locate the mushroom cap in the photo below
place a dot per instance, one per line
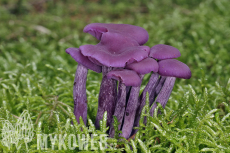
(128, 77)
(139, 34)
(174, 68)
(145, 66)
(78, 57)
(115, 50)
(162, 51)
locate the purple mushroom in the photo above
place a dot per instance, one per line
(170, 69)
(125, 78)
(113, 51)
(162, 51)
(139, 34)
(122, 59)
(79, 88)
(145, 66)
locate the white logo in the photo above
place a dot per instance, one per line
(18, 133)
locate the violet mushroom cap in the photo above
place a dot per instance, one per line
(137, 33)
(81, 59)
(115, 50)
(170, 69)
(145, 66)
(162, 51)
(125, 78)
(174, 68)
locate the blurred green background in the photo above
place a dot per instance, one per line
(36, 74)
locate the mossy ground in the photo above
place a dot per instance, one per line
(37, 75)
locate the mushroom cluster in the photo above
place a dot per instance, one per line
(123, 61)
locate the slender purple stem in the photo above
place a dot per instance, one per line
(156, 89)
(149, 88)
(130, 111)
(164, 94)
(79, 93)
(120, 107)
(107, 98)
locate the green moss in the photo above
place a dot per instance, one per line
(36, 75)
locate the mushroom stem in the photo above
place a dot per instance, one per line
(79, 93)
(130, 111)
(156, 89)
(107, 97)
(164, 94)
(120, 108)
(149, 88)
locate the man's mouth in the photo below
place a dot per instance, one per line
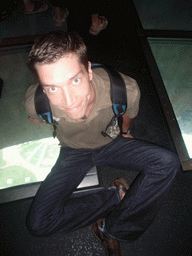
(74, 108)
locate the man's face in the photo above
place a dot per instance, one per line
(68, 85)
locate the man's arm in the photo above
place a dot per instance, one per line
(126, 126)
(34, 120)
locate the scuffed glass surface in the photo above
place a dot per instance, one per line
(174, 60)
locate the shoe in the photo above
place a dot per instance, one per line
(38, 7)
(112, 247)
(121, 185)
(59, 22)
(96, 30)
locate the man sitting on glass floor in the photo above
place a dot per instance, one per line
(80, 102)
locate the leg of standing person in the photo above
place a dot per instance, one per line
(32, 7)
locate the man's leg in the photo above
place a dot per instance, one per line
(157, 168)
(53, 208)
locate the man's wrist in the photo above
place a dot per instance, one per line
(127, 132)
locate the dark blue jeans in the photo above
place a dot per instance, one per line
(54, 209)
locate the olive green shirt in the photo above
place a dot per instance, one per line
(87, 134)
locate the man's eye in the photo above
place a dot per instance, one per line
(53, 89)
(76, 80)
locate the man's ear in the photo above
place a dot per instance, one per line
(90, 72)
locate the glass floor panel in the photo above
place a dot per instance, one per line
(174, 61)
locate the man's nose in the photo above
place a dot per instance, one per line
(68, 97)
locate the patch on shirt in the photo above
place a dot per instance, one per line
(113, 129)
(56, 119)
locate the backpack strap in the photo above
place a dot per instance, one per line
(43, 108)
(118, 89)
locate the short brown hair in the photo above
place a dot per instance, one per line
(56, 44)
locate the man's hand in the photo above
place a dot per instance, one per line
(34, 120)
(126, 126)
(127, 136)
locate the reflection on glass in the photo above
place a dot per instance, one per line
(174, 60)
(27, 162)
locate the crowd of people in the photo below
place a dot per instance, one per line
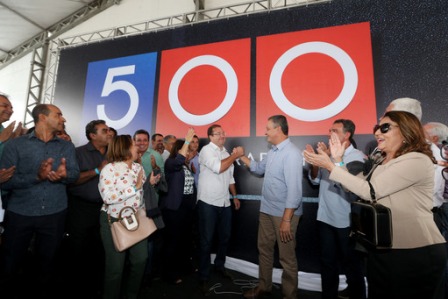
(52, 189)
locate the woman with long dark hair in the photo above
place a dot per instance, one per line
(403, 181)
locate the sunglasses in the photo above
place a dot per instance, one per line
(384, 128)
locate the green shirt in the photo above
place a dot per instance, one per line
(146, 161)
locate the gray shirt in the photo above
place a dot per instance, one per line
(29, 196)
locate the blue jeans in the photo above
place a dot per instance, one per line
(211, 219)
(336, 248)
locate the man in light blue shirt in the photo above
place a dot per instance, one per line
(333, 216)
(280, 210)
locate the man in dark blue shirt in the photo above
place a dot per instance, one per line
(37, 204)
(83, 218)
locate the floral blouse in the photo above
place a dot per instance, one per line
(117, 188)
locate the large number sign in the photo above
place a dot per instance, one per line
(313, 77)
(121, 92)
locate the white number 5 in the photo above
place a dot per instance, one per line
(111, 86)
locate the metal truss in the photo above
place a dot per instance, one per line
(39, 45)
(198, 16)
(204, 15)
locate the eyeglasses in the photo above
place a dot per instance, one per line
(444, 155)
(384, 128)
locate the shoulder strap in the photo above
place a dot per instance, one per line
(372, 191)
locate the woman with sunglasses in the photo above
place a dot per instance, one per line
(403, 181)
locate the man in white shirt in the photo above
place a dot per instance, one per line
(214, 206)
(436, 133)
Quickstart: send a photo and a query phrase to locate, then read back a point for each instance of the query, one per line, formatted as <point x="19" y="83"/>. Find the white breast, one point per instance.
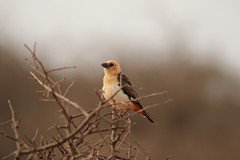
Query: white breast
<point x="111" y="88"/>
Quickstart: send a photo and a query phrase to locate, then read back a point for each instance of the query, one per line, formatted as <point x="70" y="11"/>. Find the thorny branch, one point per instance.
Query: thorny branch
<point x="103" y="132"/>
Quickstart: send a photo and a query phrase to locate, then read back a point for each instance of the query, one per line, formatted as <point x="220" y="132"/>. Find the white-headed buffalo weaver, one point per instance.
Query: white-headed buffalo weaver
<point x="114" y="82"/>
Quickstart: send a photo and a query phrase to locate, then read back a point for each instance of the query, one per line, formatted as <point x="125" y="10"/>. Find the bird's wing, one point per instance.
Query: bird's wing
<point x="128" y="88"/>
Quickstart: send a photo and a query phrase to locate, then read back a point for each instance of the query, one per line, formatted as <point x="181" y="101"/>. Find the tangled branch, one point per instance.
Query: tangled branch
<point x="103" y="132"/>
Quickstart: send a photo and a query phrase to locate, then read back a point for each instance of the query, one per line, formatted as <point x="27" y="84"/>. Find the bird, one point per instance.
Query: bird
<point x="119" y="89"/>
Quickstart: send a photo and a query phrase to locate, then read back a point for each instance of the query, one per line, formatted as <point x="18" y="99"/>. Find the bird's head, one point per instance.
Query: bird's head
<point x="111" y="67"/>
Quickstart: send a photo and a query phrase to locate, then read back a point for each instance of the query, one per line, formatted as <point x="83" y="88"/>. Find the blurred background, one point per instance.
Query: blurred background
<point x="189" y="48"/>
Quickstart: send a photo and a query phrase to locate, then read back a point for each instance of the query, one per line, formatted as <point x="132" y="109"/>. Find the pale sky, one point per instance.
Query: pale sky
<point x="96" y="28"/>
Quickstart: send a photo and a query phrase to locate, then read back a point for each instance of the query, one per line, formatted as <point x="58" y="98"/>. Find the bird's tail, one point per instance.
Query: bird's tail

Goal -
Exactly and only the lines from the one containing "tangled branch, one point per instance." through the end of the material are to be reproduced, both ends included.

Result below -
Quickstart: send a photo and a query phrase to locate, then read back a point for each instance of the query, one per line, formatted as <point x="181" y="101"/>. Find the tangled branch, one point per instance.
Query: tangled branch
<point x="103" y="132"/>
Quickstart: send a photo and a query phrase to locate, then read back a point for each instance of the query, one per line, formatted as <point x="27" y="84"/>. Find the bird, one point per instance.
Query: bird
<point x="119" y="89"/>
Quickstart: send a photo and a query phrase to locate, then read back a point for each instance of the query, one per line, formatted as <point x="18" y="99"/>. Find the bird's head, one point per instance.
Query: bird's head
<point x="111" y="67"/>
Quickstart: send a photo and a query phrase to locate, then read back a point for each instance of the query, one per line, formatted as <point x="83" y="88"/>. Find the blurred background, one point per instance.
Query: blurred background
<point x="189" y="48"/>
Quickstart: send a photo and a query phrase to locate, then read back a point for each instance of the query, one per line, formatted as <point x="132" y="109"/>. Find the pale sky, one point per instance.
Query: pale sky
<point x="96" y="28"/>
Quickstart: send a photo and a query phrase to locate, then read back a point for each instance of the query, one per line, formatted as <point x="58" y="98"/>. Find the bird's tail, one point per instance.
Query: bird's tail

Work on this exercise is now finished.